Tâche 1:
Dans l'extrait d'entretien sur le tourisme, quelle institution la personne interrogée juge-t-elle la plus indiquée pour piloter le dossier des chiffres de l'emploi ?
Tâche 2:
Prolongez l'extrait d'entretien sur le tourisme à partir de sa dernière phrase.

Extrait:
§

Notre appareil statistique est pauvre (l’emploi direct et indirect, notre part du PNB, le tableau de bord de la fiscalité, des coûts de construction et de la rentabilité de l’investissement et des opérations….).

Alors que ce sont des indicateurs indispensables aux décideurs publics et privés, à nos banquiers et aux investisseurs nationaux et étrangers, et disponibles de manière courante dans les destinations matures et plus structurées. C’est un vrai déficit à combler de toute urgence.

- Que faut-il penser du fait que les chiffres de l’emploi ne sont pas fiables et que les sources divergent ?

- C’est un exemple de chantier qui mérite d’être priorisé, car il en va de notre crédibilité. Ainsi, une institution comme le HCP me semble la plus indiquée pour piloter d’urgence ce sujet, scientifiquement et sans passion.

- Sachant que plusieurs institutionnels qui faisaient partie de l’ANIT se sont désengagés du secteur, faut-il craindre un effondrement des investissements touristiques pour les cinq prochaines années ?

- Je veux croire et milite pour le contraire, mais cela dépendra de l’accompagnement en ces temps de crise.

Le plan d’urgence annoncé le 18 janvier est une étape importante et significative, et l’effort budgétaire est tout à fait appréciable et apprécié, mais nous pourrons mieux nous exprimer en fonction des modalités d’application, et de ce qui s'ensuit.

- Justement, que retenez-vous de l’annonce récente d’un plan d’urgence de 2 milliards de dirhams ?

§

Entrées du jeu de données
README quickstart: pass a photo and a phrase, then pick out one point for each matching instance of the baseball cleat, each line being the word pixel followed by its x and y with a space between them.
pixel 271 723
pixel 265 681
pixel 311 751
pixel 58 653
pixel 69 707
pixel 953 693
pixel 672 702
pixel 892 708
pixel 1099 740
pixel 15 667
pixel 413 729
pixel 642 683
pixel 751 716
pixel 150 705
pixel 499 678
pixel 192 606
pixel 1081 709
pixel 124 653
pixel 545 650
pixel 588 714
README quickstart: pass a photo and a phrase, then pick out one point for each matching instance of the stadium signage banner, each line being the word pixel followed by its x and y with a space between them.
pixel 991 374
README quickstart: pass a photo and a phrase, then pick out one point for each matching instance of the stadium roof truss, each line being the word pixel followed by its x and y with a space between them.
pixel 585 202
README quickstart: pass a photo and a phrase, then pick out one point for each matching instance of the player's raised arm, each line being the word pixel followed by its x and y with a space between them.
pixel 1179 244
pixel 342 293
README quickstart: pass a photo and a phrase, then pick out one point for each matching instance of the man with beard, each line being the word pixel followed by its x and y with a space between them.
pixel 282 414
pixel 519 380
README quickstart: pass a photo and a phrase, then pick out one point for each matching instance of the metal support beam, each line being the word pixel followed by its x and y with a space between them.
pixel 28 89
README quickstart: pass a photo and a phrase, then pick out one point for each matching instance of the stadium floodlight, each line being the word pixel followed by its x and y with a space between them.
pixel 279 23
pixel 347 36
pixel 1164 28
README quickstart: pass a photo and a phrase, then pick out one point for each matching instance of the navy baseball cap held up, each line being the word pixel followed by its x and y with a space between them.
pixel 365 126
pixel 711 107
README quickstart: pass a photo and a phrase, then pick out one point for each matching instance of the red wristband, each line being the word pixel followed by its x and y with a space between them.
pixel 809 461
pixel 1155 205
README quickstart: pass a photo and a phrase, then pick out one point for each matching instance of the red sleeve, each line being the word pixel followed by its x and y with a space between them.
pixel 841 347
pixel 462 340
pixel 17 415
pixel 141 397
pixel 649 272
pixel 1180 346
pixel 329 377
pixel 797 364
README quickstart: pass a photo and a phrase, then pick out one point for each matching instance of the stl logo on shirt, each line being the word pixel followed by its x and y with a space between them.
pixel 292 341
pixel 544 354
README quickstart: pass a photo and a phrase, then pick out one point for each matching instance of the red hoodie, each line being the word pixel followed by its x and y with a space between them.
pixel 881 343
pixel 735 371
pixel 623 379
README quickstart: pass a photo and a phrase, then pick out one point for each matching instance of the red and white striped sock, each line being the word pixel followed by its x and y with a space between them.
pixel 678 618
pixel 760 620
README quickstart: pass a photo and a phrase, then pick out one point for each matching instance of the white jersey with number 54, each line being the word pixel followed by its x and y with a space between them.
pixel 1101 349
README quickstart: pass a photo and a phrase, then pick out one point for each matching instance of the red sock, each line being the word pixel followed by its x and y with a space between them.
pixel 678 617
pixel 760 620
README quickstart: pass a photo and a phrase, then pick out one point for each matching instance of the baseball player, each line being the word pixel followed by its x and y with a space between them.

§

Corrigé 1:
Le HCP.

Corrigé 2:
- Que c’est un effort budgétaire, premier du genre avec de la bonne volonté, et qu’il est possible et souhaitable d’optimiser tout en restant dans la limite du budget annoncé. L’année 2020 doit y être pleinement intégrée au nom de la continuité de l’État et au-delà des changements gouvernementaux.

- Que pensez-vous de la décision d'ouverture des frontières le 7 février ?

- C’est une décision opportune car très attendue. Un pas significatif.

Il restera à définir les protocoles de voyage qui, nous l'espérons, seront en ligne avec les pratiques internationales et permettront la stabilité nécessaire pour le retour rapide de la confiance du B2B et du B2C.

- Avec les fermetures à répétition des frontières, y a-t-il des chances que les investisseurs internationaux reviennent rapidement ?

- En fonction des signaux qui seront émis par nos pouvoirs publics et de l’évolution de la demande au cours des 12 et 24 prochains mois. Les investisseurs étrangers comme nationaux sont opportunistes par construction. En d’autres termes, ils iront là où le contexte est le plus favorable, et où le ratio rendement/risque est le plus élevé.

- Y a-t-il eu des faillites chez des investisseurs marocains confrontés à un effondrement de leurs fonds propres et de leur trésorerie ?

- Certainement, et nombreuses mais, là aussi, notre appareil statistique est pauvre et incomplet, et sa réforme est donc à prioriser.

- Que pensez-vous de la SMIT et qu’attendez-vous d’elle en tant qu’investisseur ?

- La Société marocaine d'ingénierie touristique (SMIT) a vocation à être l’experte de l’offre, une offre qui doit coller au mieux à la demande qui fait partie du champ d’expertise de l’Office national marocain du tourisme (ONMT).

Nous appelons de nos vœux une plus forte complicité et collaboration structurelle entre ces deux entités. À défaut de les fusionner, je recommande que la CNT et l’ANIT (mon ou ma successeur.e) puissent siéger au conseil d’administration de la SMIT comme les FNIH et FNAAVM siègent au conseil d'administration de l’ONMT.

Au bénéfice de tous.

- À titre personnel, votre groupe a-t-il prévu d’investir en 2022, voire 2023 ?

- Aujourd’hui, notre priorité est la préservation de nos bilans et de nos ressources humaines. Le rétablissement de la confiance de nos partenaires étrangers tout autant.

Le développement, lui, suivra en temps voulu.

- Avez-vous un dauphin ou un candidat que vous comptez soutenir ?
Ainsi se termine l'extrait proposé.